Labeling and segmentation records

━━━━━━━━━━━━━━━━

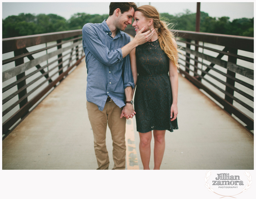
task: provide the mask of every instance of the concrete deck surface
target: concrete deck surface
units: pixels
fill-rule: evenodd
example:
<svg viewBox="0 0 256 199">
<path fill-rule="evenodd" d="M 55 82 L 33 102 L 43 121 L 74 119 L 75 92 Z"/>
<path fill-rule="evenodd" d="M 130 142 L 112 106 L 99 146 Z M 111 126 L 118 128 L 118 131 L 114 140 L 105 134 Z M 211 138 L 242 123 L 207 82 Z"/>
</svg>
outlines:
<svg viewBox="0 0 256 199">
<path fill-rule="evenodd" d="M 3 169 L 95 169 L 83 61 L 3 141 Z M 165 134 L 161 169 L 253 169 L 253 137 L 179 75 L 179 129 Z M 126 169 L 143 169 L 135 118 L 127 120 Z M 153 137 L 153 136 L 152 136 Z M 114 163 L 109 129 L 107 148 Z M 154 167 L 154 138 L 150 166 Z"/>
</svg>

━━━━━━━━━━━━━━━━

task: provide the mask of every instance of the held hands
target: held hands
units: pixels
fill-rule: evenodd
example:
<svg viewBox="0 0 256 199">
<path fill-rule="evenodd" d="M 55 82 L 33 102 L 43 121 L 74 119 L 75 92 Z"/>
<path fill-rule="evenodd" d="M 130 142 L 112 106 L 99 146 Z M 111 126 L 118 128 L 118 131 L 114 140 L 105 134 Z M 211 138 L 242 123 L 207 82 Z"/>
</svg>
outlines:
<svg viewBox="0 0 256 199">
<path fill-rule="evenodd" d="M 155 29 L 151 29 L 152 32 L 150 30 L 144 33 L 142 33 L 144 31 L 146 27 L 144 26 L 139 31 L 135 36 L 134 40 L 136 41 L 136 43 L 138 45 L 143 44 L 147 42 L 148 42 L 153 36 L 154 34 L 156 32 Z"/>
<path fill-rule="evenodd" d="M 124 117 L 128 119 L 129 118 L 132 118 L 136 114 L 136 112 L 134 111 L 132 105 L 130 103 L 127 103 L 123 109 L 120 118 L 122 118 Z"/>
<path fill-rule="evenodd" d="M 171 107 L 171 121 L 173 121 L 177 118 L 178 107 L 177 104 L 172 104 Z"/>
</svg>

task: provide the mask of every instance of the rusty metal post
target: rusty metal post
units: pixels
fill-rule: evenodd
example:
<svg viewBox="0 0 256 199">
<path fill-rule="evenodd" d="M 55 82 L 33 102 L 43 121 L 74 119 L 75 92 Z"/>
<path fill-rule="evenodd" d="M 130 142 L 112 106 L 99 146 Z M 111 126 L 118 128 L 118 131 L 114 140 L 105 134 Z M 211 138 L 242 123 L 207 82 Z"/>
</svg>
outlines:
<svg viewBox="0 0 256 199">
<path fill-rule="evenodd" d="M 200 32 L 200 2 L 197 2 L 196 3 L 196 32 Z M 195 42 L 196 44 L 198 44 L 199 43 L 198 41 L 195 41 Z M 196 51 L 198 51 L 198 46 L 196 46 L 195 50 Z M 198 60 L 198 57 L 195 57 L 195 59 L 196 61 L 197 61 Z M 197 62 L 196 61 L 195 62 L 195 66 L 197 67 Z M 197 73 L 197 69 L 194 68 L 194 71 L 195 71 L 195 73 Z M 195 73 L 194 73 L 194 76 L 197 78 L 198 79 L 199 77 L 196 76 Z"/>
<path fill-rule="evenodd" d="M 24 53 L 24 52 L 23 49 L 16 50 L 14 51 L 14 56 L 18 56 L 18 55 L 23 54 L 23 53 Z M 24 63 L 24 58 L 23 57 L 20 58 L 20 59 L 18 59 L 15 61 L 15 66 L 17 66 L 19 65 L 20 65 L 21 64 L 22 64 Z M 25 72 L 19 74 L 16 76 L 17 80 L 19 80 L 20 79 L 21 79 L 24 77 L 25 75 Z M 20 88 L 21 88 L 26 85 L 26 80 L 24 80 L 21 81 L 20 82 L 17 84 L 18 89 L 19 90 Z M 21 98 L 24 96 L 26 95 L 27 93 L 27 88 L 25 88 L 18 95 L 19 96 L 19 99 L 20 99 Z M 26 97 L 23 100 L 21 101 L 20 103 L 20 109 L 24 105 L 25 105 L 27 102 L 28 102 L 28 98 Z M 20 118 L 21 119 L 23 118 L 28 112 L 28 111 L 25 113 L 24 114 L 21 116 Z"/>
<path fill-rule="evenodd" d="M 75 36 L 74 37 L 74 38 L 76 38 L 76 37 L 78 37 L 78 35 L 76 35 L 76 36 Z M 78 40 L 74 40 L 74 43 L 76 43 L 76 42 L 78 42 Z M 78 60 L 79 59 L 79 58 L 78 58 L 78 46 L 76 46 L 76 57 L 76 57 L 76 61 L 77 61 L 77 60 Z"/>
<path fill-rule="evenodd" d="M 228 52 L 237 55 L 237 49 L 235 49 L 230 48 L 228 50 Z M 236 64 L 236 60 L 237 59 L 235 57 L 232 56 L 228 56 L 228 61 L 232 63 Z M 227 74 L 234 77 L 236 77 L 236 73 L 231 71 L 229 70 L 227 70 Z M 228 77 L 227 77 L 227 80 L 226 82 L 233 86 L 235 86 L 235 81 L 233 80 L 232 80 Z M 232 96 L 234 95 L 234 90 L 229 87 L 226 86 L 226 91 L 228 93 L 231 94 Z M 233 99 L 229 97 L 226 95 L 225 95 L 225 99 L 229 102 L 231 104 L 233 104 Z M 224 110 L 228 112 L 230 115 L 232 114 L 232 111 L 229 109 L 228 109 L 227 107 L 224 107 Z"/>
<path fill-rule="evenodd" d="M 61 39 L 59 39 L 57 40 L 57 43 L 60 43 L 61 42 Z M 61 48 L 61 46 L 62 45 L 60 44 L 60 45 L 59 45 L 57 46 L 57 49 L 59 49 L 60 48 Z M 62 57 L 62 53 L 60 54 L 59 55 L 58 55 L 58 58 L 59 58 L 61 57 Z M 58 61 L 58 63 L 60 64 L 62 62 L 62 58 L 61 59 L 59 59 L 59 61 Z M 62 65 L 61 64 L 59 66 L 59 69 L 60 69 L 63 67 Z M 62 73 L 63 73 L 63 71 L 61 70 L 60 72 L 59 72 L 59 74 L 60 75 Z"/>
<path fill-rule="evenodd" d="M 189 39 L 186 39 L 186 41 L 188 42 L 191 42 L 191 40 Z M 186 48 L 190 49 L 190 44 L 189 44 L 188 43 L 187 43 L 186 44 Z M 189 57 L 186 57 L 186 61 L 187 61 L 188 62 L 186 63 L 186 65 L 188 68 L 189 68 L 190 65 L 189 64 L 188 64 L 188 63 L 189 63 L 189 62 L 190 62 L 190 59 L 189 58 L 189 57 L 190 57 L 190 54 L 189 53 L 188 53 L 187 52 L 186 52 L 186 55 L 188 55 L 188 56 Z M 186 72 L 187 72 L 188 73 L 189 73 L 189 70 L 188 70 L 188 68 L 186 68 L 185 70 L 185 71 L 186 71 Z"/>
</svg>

━━━━━━━━━━━━━━━━

* WORK INSTRUCTIONS:
From the data above, return each line that contains the word "metal", matching case exactly.

* RESULT OF THE EXERCISE:
task: provide the mask of every instance of the rusty metal post
target: rusty metal post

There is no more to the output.